■ The exercise
Return every line of the material below word for word, in the same order.

■ Dataset entries
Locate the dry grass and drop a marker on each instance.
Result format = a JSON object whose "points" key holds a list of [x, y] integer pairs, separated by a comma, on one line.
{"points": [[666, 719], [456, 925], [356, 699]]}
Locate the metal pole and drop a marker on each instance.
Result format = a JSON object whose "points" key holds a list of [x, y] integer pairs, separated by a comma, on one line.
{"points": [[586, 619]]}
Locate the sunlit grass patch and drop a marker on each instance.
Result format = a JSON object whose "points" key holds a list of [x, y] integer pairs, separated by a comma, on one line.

■ Task output
Locate the dry grass and drop a marker on each instance.
Result format = a JSON object whose "points" key holds a list of [x, y] integer pairs, separated by a comma, on one line.
{"points": [[666, 719], [456, 925], [356, 699]]}
Locate the metal pole and drop a marker on each instance.
Result format = a JSON object whose "points" key holds a list of [x, y] integer pairs, separated by a comma, on one line.
{"points": [[586, 619]]}
Locate the sunlit grass patch and drop a marker on each instance.
Result format = a JSON object whose "points" key holds a list of [x, y] integer pairs, separated by a comma, on one line.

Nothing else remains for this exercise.